[Point labeling entries]

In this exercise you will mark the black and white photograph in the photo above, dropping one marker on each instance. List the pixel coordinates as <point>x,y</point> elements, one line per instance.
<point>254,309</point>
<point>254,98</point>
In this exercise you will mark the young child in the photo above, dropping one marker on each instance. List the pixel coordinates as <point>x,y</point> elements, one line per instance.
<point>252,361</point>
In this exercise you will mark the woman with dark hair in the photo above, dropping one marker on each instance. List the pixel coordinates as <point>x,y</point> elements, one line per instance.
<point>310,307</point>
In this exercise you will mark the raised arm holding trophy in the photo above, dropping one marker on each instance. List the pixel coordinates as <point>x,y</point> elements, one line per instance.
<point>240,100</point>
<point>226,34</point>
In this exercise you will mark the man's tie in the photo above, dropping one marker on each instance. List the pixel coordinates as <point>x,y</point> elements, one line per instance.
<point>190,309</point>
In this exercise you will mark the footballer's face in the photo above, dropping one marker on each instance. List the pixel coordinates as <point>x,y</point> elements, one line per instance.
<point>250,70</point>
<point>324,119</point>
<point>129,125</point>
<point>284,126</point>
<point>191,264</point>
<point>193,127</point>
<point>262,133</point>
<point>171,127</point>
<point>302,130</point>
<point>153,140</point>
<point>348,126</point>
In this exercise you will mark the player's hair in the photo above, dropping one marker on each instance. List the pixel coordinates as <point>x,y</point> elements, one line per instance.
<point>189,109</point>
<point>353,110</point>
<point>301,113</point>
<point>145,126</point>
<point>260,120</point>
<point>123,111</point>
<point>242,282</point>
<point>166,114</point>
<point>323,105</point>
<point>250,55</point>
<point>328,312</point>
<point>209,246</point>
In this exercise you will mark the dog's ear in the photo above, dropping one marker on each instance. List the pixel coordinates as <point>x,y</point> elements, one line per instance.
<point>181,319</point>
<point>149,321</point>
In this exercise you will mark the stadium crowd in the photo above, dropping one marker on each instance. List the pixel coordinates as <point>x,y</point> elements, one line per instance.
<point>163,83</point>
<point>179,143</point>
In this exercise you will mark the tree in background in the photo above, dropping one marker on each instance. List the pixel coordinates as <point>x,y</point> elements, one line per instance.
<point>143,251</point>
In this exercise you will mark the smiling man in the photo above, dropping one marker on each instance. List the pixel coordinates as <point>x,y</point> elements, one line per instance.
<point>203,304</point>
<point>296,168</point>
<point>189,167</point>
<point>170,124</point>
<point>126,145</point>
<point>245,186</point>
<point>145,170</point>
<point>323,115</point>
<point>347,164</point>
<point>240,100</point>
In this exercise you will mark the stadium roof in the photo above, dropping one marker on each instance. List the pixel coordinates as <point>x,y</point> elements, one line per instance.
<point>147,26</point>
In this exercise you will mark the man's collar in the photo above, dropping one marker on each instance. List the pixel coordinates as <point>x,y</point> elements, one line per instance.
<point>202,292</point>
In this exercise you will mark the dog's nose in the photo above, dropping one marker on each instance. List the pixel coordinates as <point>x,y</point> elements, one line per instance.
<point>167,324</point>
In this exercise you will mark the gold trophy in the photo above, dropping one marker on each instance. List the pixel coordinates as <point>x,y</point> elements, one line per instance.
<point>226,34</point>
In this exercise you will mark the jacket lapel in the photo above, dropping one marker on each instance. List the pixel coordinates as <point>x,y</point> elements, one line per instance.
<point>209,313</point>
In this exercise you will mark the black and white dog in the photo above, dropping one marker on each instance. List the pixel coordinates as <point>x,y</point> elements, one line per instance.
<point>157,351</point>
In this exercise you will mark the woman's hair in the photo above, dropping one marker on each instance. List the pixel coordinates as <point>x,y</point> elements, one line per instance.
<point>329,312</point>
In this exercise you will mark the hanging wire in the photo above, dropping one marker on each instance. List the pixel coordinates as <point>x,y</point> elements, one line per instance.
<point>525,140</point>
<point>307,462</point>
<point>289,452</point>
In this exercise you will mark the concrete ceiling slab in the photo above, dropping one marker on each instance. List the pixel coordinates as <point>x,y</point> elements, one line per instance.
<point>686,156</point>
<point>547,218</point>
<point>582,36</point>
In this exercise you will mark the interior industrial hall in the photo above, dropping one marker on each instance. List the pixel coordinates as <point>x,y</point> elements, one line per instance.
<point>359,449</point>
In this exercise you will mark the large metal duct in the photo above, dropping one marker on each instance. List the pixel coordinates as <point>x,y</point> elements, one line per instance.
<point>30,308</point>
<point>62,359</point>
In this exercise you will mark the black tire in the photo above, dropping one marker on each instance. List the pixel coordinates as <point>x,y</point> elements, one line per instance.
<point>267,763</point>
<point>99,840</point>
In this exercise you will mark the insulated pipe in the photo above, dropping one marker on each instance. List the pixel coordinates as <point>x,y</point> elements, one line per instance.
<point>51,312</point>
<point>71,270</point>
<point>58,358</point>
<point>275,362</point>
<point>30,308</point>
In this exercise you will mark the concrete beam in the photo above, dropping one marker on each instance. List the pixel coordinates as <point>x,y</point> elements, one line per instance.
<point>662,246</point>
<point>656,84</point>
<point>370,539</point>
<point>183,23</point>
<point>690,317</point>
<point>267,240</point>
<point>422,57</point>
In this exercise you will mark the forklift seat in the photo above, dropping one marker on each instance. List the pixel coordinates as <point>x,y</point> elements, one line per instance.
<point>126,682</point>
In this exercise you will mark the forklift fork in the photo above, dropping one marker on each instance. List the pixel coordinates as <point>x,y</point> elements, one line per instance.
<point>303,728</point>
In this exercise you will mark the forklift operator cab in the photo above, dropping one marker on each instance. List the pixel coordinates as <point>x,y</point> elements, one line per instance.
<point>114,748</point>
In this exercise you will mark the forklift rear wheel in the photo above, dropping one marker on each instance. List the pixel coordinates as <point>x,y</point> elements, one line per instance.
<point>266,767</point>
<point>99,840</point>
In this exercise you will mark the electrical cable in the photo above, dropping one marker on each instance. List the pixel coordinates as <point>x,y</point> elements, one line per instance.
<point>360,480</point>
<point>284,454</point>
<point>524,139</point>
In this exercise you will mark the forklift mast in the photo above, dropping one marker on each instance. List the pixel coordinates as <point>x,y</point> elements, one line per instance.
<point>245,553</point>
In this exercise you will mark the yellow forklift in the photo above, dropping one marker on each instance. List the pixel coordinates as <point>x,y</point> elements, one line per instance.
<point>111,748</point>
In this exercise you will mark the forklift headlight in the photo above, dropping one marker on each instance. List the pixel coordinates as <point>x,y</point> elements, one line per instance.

WHAT IS REQUIRED.
Rescale the coordinates, starting at the line that has "In this exercise you will mark the black and white dog" and ending after the line that has "<point>582,36</point>". Rewrite every line in that span in full, multiplying each x and y coordinate value by 2.35 and rounding to a whole number, with halves rounded up, and leave all other wording unchanged.

EXERCISE OUTPUT.
In this exercise you will mark the black and white dog in the photo above, dropping one marker on each instance. List the pixel coordinates as <point>x,y</point> elements, one line per instance.
<point>369,825</point>
In this exercise you will mark the woman's hair in the photo above, dropping one marker on each instance. List the pixel coordinates as <point>x,y</point> elements, one line per instance.
<point>773,733</point>
In this exercise you will mark the hanging wire in the photo above, dropping one marker on each instance. List the pixel coordinates as <point>x,y</point> elements, one line per instance.
<point>1234,329</point>
<point>721,1086</point>
<point>679,1062</point>
In this exercise you will mark the concrete ceiling slab in the photo above, dropping one marker on each instance. List the pixel coordinates as <point>x,y</point> elements, one line per instance.
<point>1612,367</point>
<point>1285,512</point>
<point>1368,85</point>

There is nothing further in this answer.